* _Source extract_
According to equations (5), (7), (10), and (12), $value (f)$ for face f only comes from discretization of the convection term $({\vec{S}}_{f} \cdot (ρ U)_{f} (1 - λ))$ and the diffusion term $(| {\vec{S}}_{f} | Γ_{f} / | d |)$ . Obviously, both the terms contain the area of f as $| {\vec{S}}_{f} |$ , which is only related to the mesh topology and easy to obtain during the mesh partitioning phase. Especially for static mesh, $| {\vec{S}}_{f} |$ does not change with the timesteps during the simulation. The other components, $ρ$ , U, and $Γ$ , are field related, which means that they might vary every timestep such as in compressible or multiphase flows. If we want to integrate all the components influencing $value (f)$ , repartitioning the mesh every timestep is needed theoretically. However, additional overhead on repartitioning and data redistribution every timestep will be quite significant.^17,18 Working on when the mesh should be repartitioned to gain the performance improvement while keeping the additional repartitioning overhead low should be valuable. This is beyond the scope of this article. We try to work out the static component influencing $value (f)$ to speed up the iterative convergence rate throughout the simulation by performing the static mesh partitioning only once at the beginning. Therefore, we adopt $| {\vec{S}}_{f} |$ to approximate $value (f)$ rather than adopting a representation integrating all the specific and necessary information of the fluids and mesh. Even though the approximations are not exact, a significant performance improvement can be expected comparing with the traditional partitioning methods that only consider load balance and communication overhead.

* _Exercise_
Pick up the mesh-partitioning passage above after its final sentence and carry it forward.

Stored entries
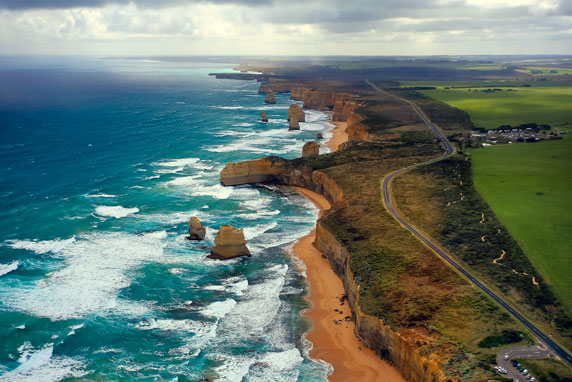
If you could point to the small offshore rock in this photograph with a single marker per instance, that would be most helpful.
(310, 149)
(295, 111)
(196, 229)
(270, 97)
(293, 124)
(229, 243)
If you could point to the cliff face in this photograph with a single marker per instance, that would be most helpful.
(295, 112)
(393, 346)
(397, 347)
(323, 99)
(310, 149)
(252, 171)
(297, 93)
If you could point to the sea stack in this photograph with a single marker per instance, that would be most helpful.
(270, 97)
(229, 243)
(293, 124)
(196, 229)
(295, 111)
(310, 149)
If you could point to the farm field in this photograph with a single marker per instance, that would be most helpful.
(529, 187)
(540, 104)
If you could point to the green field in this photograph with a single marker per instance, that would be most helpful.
(550, 104)
(529, 186)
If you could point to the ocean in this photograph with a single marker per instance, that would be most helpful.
(102, 163)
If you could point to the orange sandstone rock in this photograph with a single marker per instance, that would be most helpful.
(229, 243)
(294, 111)
(310, 149)
(270, 97)
(196, 229)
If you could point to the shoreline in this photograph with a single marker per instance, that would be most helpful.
(332, 333)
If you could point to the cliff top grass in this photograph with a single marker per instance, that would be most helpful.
(529, 187)
(402, 282)
(549, 104)
(547, 370)
(441, 200)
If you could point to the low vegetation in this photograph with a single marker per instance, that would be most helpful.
(530, 189)
(511, 106)
(547, 370)
(441, 200)
(402, 282)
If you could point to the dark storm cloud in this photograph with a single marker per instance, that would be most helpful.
(63, 4)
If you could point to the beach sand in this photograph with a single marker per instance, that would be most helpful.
(332, 334)
(340, 135)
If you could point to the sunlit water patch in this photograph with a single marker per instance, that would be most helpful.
(100, 175)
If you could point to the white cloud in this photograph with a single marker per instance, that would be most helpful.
(296, 27)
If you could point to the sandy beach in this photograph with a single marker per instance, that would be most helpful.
(332, 334)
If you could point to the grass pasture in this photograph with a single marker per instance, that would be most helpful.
(529, 187)
(540, 104)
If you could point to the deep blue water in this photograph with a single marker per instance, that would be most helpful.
(102, 162)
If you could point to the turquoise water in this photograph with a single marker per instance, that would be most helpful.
(102, 162)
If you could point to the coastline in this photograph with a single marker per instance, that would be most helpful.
(332, 333)
(340, 135)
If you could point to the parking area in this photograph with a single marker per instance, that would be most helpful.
(537, 351)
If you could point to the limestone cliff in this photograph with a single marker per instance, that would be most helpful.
(324, 99)
(229, 243)
(297, 93)
(388, 344)
(270, 98)
(310, 149)
(400, 348)
(253, 171)
(294, 111)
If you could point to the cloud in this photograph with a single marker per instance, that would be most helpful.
(69, 4)
(186, 27)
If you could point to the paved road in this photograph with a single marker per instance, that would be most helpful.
(527, 352)
(449, 150)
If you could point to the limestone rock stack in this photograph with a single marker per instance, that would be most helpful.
(264, 88)
(196, 229)
(310, 149)
(270, 97)
(229, 243)
(295, 111)
(293, 124)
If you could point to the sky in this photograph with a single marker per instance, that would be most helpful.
(292, 27)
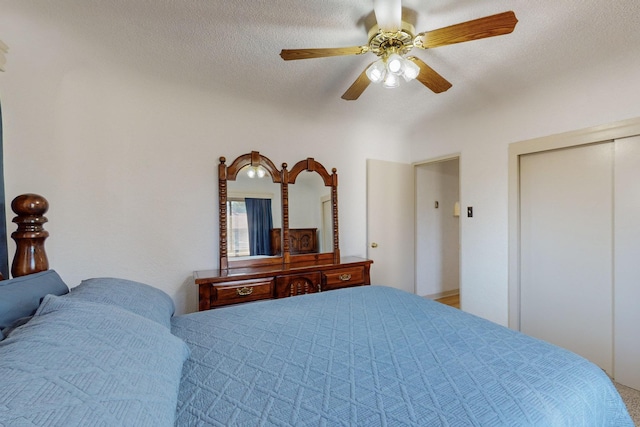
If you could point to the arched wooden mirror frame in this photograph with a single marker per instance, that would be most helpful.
(330, 180)
(283, 177)
(230, 173)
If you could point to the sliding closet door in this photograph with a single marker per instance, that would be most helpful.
(566, 249)
(627, 262)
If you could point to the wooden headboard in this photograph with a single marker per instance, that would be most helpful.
(30, 256)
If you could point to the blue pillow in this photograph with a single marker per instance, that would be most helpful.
(21, 296)
(84, 363)
(136, 297)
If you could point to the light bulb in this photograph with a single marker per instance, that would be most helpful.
(391, 81)
(376, 71)
(411, 70)
(394, 63)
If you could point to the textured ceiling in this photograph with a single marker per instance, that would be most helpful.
(234, 46)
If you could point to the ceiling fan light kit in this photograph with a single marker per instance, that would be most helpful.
(391, 39)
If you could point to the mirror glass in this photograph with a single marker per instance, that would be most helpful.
(254, 210)
(310, 215)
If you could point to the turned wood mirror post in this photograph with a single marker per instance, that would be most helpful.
(30, 236)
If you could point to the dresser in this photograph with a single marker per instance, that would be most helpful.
(298, 264)
(219, 288)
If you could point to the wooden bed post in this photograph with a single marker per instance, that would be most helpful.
(30, 254)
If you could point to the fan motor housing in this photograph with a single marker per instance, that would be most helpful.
(401, 41)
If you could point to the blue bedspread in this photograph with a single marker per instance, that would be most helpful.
(376, 356)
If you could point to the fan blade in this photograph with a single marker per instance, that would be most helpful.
(290, 54)
(429, 77)
(388, 14)
(356, 89)
(489, 26)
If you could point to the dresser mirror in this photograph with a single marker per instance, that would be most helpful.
(311, 222)
(270, 216)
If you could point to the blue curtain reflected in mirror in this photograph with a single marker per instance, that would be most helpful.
(4, 256)
(260, 224)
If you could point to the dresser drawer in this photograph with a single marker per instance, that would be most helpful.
(242, 291)
(342, 278)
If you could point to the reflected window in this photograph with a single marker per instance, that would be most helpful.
(238, 228)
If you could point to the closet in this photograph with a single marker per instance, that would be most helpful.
(579, 252)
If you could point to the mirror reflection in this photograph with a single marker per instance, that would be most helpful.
(253, 211)
(310, 215)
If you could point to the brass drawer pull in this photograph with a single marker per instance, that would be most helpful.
(244, 291)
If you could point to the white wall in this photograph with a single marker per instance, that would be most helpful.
(129, 162)
(437, 229)
(606, 93)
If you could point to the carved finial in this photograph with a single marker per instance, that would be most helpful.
(30, 236)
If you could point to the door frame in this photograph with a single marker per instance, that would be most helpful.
(590, 135)
(444, 158)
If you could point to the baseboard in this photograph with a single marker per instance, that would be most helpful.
(442, 294)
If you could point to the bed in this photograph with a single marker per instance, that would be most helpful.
(111, 352)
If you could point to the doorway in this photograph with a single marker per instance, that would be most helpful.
(437, 247)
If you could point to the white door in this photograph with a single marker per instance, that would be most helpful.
(390, 223)
(627, 262)
(566, 237)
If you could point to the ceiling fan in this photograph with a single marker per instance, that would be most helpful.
(391, 39)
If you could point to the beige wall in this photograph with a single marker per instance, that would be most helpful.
(129, 162)
(606, 93)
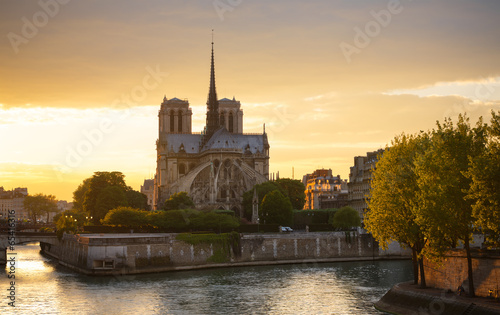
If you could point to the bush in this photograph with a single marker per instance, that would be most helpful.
(178, 201)
(126, 216)
(346, 218)
(308, 217)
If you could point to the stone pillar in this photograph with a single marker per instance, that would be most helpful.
(3, 257)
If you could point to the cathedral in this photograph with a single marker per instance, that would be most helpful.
(215, 167)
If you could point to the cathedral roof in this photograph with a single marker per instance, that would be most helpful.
(223, 139)
(190, 142)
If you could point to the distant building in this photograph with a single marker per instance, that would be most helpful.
(63, 205)
(215, 167)
(148, 189)
(323, 190)
(360, 180)
(13, 200)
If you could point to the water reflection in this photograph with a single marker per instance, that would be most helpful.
(44, 287)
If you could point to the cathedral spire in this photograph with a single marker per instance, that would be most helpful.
(212, 103)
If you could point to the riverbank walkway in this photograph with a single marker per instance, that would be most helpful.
(408, 298)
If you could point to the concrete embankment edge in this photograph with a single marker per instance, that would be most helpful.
(103, 272)
(408, 299)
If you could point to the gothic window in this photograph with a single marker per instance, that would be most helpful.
(222, 119)
(172, 120)
(230, 121)
(179, 122)
(182, 169)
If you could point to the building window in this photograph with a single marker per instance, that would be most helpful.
(230, 121)
(222, 120)
(172, 120)
(179, 122)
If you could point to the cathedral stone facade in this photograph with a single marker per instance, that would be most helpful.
(215, 167)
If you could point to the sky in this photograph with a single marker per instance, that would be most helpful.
(81, 82)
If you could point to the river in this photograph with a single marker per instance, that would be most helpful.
(44, 287)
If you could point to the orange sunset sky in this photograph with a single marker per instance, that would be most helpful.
(81, 82)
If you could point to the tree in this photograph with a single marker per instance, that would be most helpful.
(104, 191)
(66, 224)
(346, 218)
(39, 205)
(393, 204)
(444, 209)
(484, 191)
(137, 199)
(295, 190)
(214, 222)
(79, 194)
(276, 209)
(177, 201)
(108, 198)
(262, 190)
(126, 216)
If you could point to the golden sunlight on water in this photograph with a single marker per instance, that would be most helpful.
(43, 287)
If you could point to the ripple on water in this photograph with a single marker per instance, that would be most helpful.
(339, 288)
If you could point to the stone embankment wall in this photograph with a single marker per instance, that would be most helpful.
(139, 253)
(452, 272)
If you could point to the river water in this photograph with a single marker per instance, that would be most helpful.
(43, 287)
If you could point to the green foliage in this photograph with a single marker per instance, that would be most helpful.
(222, 244)
(127, 216)
(262, 190)
(66, 224)
(79, 194)
(172, 220)
(214, 222)
(308, 217)
(425, 187)
(40, 204)
(295, 190)
(137, 199)
(276, 209)
(105, 191)
(81, 217)
(485, 188)
(178, 201)
(443, 209)
(346, 218)
(394, 202)
(109, 198)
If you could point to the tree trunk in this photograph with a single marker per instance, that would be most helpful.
(415, 265)
(469, 268)
(422, 273)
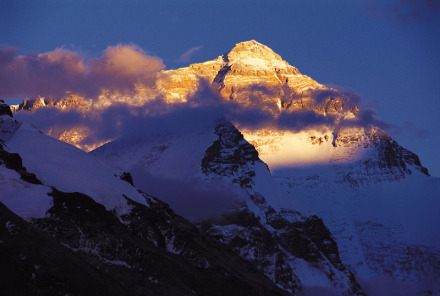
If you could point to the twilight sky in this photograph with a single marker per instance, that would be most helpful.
(386, 53)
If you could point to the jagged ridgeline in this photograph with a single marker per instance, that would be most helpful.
(322, 202)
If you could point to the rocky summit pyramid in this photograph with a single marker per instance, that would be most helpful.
(324, 200)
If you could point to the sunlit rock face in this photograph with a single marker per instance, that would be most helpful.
(252, 74)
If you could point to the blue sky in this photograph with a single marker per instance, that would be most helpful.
(385, 51)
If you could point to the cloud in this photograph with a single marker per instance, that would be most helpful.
(59, 71)
(202, 110)
(406, 11)
(415, 129)
(186, 56)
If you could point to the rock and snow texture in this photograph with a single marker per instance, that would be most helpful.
(376, 198)
(69, 169)
(267, 227)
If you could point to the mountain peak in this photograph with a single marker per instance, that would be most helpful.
(251, 49)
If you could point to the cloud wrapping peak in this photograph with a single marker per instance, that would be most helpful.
(54, 73)
(186, 56)
(407, 11)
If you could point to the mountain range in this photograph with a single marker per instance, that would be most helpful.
(276, 185)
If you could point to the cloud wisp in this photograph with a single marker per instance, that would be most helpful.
(406, 11)
(186, 56)
(201, 110)
(54, 73)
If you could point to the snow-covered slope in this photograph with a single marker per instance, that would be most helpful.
(374, 195)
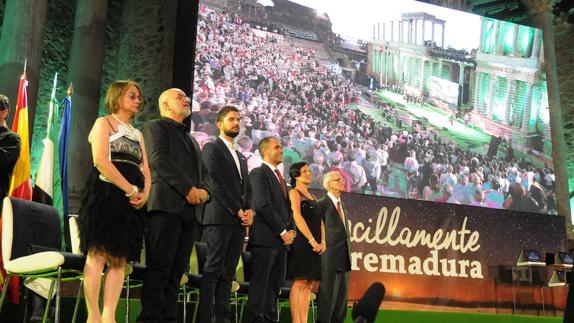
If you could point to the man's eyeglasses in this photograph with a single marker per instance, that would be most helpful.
(133, 97)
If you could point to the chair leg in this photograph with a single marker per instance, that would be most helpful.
(77, 304)
(184, 304)
(127, 299)
(49, 302)
(196, 307)
(236, 308)
(4, 290)
(313, 311)
(58, 295)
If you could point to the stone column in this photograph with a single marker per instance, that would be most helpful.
(442, 37)
(422, 75)
(416, 31)
(515, 41)
(384, 32)
(86, 62)
(491, 84)
(423, 31)
(21, 40)
(461, 81)
(410, 31)
(387, 67)
(541, 12)
(498, 36)
(509, 99)
(477, 91)
(432, 33)
(536, 44)
(526, 115)
(482, 32)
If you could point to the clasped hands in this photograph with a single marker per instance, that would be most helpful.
(138, 199)
(196, 196)
(246, 216)
(319, 248)
(288, 237)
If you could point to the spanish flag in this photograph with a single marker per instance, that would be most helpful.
(20, 184)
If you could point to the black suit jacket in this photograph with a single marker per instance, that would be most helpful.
(338, 254)
(9, 154)
(229, 191)
(175, 165)
(273, 210)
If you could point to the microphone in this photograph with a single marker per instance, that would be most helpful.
(366, 309)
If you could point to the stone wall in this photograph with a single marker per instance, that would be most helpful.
(565, 66)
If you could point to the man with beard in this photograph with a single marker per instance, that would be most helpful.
(225, 218)
(174, 202)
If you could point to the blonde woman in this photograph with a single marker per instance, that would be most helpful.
(110, 220)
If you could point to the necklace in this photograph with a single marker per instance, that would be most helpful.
(121, 122)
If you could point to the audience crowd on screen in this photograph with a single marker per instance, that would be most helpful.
(286, 92)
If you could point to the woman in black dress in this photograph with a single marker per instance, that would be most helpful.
(304, 265)
(110, 220)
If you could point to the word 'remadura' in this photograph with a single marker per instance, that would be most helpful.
(384, 232)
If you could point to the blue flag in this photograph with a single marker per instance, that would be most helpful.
(63, 141)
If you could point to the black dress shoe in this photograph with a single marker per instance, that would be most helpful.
(268, 318)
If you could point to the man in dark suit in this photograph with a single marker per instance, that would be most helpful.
(9, 149)
(272, 230)
(336, 261)
(175, 198)
(225, 218)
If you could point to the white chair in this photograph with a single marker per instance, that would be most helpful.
(27, 224)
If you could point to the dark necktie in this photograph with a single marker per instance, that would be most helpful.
(282, 182)
(341, 215)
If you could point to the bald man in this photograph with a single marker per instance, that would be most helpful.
(175, 199)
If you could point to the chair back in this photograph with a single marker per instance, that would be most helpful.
(201, 250)
(26, 223)
(74, 234)
(193, 261)
(239, 271)
(246, 260)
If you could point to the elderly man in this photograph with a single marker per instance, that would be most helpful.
(175, 198)
(336, 262)
(272, 231)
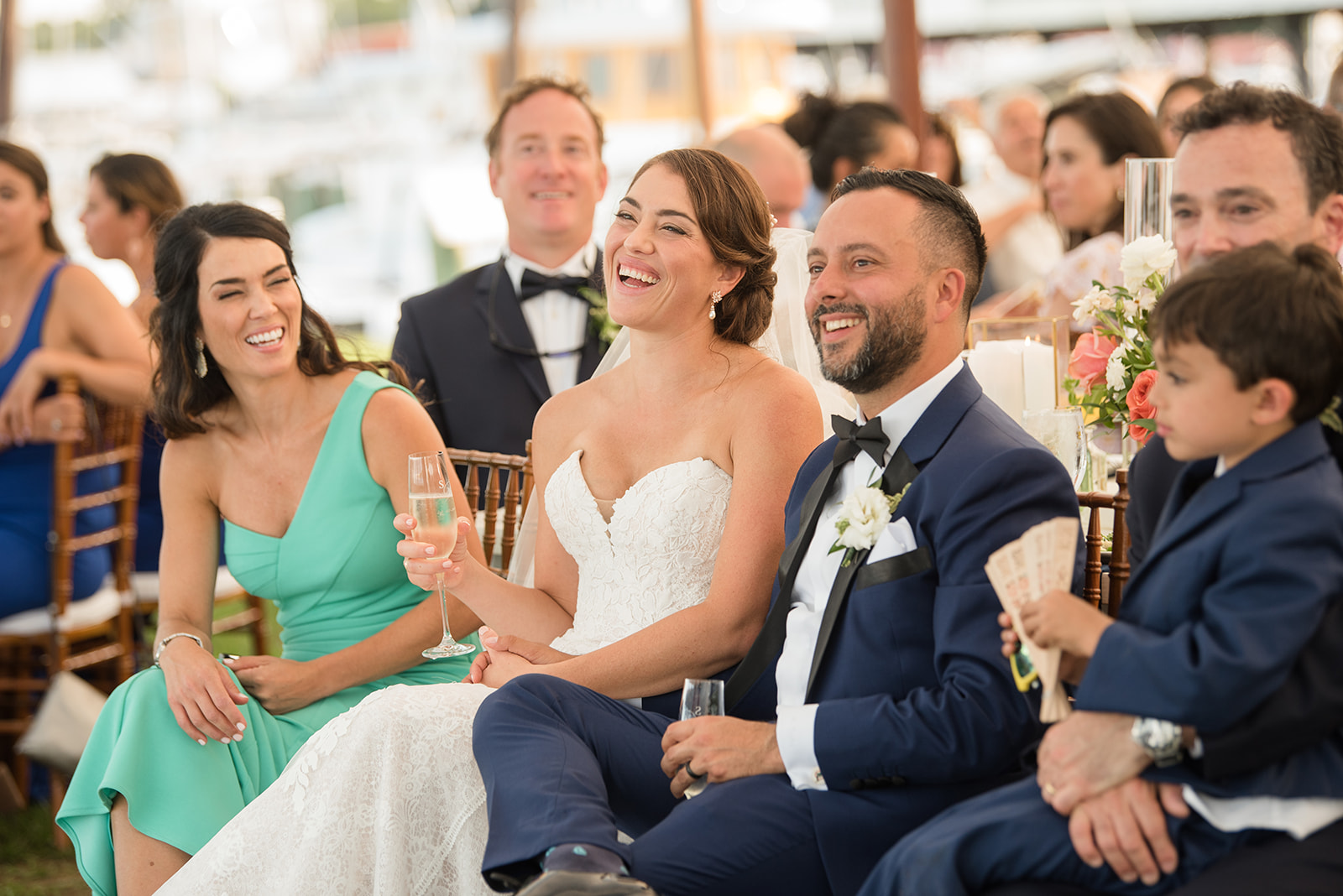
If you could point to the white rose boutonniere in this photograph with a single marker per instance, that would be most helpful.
(863, 517)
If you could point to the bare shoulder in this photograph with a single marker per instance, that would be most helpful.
(760, 385)
(80, 284)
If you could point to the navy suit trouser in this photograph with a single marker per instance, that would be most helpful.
(1013, 835)
(563, 763)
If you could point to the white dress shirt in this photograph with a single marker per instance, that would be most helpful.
(817, 575)
(557, 320)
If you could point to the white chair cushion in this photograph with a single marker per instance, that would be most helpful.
(100, 607)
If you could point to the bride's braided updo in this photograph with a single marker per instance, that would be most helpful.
(735, 221)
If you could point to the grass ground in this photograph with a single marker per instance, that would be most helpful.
(30, 864)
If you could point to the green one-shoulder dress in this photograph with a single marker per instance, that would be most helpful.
(336, 580)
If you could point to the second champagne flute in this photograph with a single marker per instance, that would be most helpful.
(700, 696)
(436, 522)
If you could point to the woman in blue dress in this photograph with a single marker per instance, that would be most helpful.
(55, 318)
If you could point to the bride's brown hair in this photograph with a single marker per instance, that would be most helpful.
(735, 219)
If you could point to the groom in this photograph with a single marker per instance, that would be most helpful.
(876, 694)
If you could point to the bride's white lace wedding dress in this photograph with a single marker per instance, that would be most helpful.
(386, 799)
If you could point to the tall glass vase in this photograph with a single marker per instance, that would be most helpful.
(1147, 197)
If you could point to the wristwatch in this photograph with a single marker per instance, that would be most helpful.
(1159, 739)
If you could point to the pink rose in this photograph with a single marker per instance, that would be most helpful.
(1090, 356)
(1139, 407)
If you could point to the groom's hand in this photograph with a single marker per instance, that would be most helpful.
(719, 748)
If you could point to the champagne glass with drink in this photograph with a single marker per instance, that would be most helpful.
(700, 696)
(436, 522)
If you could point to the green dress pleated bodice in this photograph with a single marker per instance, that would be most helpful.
(336, 580)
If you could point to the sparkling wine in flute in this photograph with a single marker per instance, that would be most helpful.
(436, 522)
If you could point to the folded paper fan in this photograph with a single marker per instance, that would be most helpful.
(1038, 562)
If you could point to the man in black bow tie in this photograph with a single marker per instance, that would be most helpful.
(496, 342)
(876, 694)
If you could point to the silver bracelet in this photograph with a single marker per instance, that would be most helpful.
(165, 638)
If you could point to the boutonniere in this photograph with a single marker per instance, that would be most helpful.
(599, 320)
(863, 517)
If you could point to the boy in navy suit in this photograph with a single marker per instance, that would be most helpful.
(1248, 555)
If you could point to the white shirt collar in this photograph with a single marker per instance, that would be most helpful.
(579, 264)
(901, 416)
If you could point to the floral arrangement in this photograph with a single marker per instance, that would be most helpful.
(863, 517)
(599, 320)
(1111, 369)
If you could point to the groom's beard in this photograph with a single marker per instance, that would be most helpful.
(895, 340)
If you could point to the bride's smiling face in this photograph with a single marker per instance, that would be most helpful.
(660, 270)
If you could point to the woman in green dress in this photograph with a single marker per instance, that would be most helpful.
(302, 454)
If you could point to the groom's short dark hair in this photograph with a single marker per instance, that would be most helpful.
(948, 228)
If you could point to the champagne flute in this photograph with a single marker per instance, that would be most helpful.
(700, 696)
(436, 522)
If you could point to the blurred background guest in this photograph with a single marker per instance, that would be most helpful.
(843, 138)
(939, 152)
(1087, 140)
(776, 164)
(55, 320)
(131, 196)
(1181, 94)
(1024, 243)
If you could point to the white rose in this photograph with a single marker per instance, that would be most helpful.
(1085, 306)
(1145, 257)
(868, 511)
(1115, 371)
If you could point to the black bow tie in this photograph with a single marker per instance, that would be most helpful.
(854, 439)
(535, 284)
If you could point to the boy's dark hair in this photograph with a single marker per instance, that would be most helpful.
(948, 228)
(535, 85)
(1316, 134)
(1266, 314)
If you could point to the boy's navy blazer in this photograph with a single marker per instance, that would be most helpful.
(481, 398)
(1239, 576)
(917, 707)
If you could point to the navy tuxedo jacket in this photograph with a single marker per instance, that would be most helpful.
(1239, 577)
(917, 707)
(481, 398)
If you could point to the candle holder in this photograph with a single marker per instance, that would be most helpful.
(1147, 197)
(1011, 372)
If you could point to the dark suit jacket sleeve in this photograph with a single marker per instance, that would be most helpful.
(1152, 477)
(1272, 580)
(971, 721)
(1299, 715)
(409, 352)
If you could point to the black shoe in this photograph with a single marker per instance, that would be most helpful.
(583, 883)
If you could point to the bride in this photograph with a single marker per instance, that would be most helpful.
(661, 486)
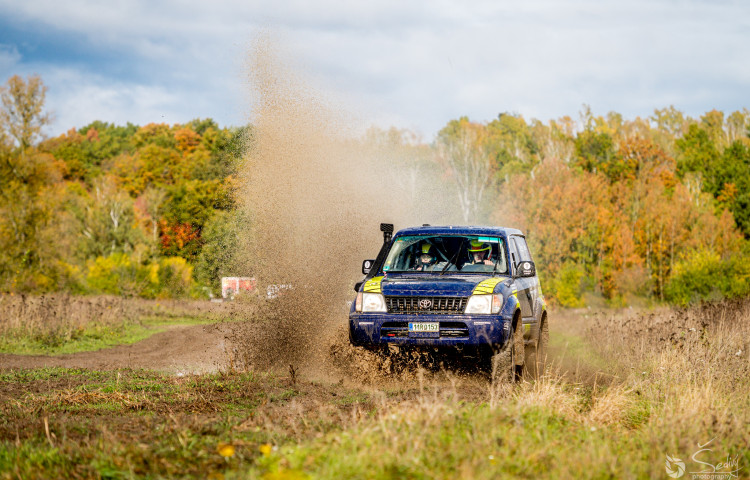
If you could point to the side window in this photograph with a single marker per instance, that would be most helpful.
(513, 251)
(523, 249)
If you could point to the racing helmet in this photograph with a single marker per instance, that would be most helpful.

* _Answer box_
Partitioning model and its implementation

Normally, graph partitioning models are used to conduct mesh partitioning. Cells and faces of the mesh are formulated by vertices and edges of the graph, respectively. We use the face areas to approximate the corresponding matrix off-diagonals and assign them as edge weights in the graph partitioning model. Combining load balancing and communication overhead, the novel mesh partitioning problem aiming at better iterative convergence rate can be formulated as a variant of the standard graph partitioning model as follows. Given a graph $G = < V, E >$ with n vertices and m edges, partitioning G into k subsets, $V_{1}, V_{2}, \dots, V_{k}$ , satisfying the following four criteria

$⋃_{1 \leq i \leq k} V_{i} = V$

$V_{i} ⋂ V_{j} = \emptyset (1 \leq i, j \leq k)$

$\forall V_{i}, n (V_{i}) \leq \frac{n}{k} \times (1 + ε) (1 \leq i \leq k, 0 < ε < 1)$

$min {\sum_{e_{ij} \in E'} | \vec{S_{f} (e_{ij})} |} (1 \leq i, j \leq n)$

where $n (V_{i})$ is the number of vertices in $V_{i}$ and $ε$ a pre-defined load imbalance (LIB) factor. $E'$ is a subset of E consisting of cut edges. Thus, for each $e_{ij}$ that belongs to $E'$ , $e_{ij}$ connects vertex $v_{i}$ and $v_{j}$ and the two vertices belong to different sub-parts of the graph. $| \vec{S_{f} (e_{ij})} |$ is the area of the face corresponding to $e_{ij}$ . The third criterion indicates that the partition should meet the pre-defined load balancing requirement. The fourth one concerns the iterative convergence feature.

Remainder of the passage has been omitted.